Passage to read:

════════════════

Cornelia encountered obstacles at every stage in her life – being awarded a Government of India scholarship only to have it invalidated due to gender discrimination; wanting to study medicine but having to turn to law; passing the BCL examination at Oxford but not being admitted to the Degree. Yet her struggles only seem to have strengthened her resolve, and she continued her work until the deterioration of her mental health and her hospitalisation in the mid-1940s. Incidentally, there is an inconsistency in the dates provided on the book jacket (1866-1952) and in the chronology inside (1866-1954).
Sorabji’s fiction draws from her rich experience in working with marginalised Indian women. Not only her childhood as the daughter of progressive reformers but also her own field experience showed her that reform did not mean any one magic quick-fix solution: the women she met and worked with were caught in diverse, complex circumstances.
In fiction, Sorabji found the space to trace the varied nuances of these lives. Not only the relationships of men and women, but also those within the community that lived behind the purdah: the subtle betrayals, the unspoken friendships, the solidarity, the generosity.
Whether we are seeing an old Shastri cremating his little grandchild, or a Parsi woman bringing her dead daughter home from the railway station, Sorabji’s storytelling is observant, detailed, and compassionate.

════════════════

Supplied material:
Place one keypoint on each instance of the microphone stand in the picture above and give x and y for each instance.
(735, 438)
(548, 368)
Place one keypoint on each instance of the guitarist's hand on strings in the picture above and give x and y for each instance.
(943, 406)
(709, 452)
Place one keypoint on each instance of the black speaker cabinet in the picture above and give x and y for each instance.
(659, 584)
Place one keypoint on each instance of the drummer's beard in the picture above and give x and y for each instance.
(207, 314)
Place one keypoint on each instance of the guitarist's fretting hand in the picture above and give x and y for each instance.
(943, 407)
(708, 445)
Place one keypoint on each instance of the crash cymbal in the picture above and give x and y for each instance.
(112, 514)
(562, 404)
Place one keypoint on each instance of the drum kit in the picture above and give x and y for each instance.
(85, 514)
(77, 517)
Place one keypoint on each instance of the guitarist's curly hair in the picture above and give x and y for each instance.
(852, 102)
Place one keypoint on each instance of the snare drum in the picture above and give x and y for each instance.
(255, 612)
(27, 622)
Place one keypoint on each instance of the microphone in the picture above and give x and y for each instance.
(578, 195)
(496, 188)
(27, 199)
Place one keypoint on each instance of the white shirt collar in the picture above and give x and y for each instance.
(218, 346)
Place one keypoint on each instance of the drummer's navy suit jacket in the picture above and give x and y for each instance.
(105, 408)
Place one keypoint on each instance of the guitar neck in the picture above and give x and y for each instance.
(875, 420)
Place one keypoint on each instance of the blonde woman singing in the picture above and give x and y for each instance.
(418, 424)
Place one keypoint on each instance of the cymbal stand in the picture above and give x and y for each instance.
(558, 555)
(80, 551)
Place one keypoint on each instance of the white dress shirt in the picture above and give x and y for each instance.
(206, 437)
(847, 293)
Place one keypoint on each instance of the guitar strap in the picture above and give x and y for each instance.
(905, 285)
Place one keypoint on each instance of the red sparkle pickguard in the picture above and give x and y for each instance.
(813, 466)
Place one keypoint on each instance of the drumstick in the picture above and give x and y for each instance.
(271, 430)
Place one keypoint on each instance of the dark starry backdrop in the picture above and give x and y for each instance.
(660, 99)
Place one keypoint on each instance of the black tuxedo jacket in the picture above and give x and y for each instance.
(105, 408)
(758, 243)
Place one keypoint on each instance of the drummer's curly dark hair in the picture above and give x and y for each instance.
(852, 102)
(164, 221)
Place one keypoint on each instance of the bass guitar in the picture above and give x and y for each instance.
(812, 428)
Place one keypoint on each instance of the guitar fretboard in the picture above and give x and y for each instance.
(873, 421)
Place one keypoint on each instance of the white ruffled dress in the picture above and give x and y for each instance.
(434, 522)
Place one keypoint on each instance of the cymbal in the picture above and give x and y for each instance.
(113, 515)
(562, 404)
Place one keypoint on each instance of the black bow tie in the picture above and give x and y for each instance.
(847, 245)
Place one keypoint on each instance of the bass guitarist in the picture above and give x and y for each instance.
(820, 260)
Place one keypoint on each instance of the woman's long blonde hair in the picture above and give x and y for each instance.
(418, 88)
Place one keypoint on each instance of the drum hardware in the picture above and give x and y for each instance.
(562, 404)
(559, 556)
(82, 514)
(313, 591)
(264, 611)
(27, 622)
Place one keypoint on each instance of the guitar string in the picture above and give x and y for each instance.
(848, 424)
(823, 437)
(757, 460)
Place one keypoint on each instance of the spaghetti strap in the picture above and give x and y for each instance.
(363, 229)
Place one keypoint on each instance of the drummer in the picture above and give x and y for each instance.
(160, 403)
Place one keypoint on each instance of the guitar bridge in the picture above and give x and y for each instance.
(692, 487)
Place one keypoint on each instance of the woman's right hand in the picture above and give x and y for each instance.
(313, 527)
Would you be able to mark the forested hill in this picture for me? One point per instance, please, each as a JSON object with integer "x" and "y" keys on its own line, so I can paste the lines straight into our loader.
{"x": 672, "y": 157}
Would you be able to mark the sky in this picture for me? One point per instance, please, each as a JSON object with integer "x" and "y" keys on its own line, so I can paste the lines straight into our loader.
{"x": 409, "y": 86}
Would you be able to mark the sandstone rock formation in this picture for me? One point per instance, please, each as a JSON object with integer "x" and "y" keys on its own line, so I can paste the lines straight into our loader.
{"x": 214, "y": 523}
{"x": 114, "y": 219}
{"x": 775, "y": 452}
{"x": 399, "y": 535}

════════════════

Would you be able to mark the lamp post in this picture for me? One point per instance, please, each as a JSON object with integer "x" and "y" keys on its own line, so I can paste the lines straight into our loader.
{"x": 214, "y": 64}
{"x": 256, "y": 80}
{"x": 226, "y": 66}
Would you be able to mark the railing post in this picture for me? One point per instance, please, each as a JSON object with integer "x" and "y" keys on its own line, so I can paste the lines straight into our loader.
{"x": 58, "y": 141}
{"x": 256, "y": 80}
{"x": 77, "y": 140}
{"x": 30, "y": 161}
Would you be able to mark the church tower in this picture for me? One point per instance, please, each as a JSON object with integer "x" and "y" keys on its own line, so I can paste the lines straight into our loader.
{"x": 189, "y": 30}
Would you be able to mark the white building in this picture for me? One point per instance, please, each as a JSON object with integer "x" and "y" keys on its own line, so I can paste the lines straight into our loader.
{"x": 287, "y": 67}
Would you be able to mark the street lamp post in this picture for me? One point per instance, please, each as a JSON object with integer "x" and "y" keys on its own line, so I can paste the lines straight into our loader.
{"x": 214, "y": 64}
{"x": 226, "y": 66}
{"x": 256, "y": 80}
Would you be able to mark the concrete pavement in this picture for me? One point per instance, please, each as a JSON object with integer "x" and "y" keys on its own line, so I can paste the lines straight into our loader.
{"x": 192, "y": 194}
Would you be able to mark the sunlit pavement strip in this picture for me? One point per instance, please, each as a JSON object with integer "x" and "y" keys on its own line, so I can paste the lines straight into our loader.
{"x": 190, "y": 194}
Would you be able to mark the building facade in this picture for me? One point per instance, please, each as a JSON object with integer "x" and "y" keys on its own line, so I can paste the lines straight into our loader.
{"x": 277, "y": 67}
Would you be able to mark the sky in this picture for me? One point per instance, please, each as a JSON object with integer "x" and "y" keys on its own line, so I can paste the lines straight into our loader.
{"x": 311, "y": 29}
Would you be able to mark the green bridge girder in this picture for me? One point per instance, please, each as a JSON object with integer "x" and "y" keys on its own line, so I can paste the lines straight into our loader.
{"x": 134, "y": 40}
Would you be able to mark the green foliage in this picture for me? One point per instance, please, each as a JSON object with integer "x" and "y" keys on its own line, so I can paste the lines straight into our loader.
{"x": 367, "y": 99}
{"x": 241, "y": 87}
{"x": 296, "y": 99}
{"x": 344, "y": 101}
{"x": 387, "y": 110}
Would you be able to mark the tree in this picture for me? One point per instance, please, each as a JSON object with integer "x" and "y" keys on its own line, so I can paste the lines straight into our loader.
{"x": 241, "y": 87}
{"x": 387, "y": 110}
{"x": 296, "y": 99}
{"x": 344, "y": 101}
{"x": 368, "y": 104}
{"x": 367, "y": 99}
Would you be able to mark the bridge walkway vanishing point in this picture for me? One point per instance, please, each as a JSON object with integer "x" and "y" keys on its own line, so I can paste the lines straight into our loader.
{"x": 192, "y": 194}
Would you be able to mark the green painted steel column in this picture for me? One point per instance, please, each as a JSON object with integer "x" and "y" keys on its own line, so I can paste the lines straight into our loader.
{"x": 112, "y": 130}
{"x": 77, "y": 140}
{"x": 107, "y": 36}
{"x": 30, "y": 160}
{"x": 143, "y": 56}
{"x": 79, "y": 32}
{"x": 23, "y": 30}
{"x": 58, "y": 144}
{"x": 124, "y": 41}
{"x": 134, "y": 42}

════════════════

Directions for this task:
From the passage on Cornelia Sorabji, repeat word for word the part starting with "Sorabji’s fiction draws" and going on through "solidarity, the generosity.". These lines come from a separate source.

Answer for the task:
Sorabji’s fiction draws from her rich experience in working with marginalised Indian women. Not only her childhood as the daughter of progressive reformers but also her own field experience showed her that reform did not mean any one magic quick-fix solution: the women she met and worked with were caught in diverse, complex circumstances.
In fiction, Sorabji found the space to trace the varied nuances of these lives. Not only the relationships of men and women, but also those within the community that lived behind the purdah: the subtle betrayals, the unspoken friendships, the solidarity, the generosity.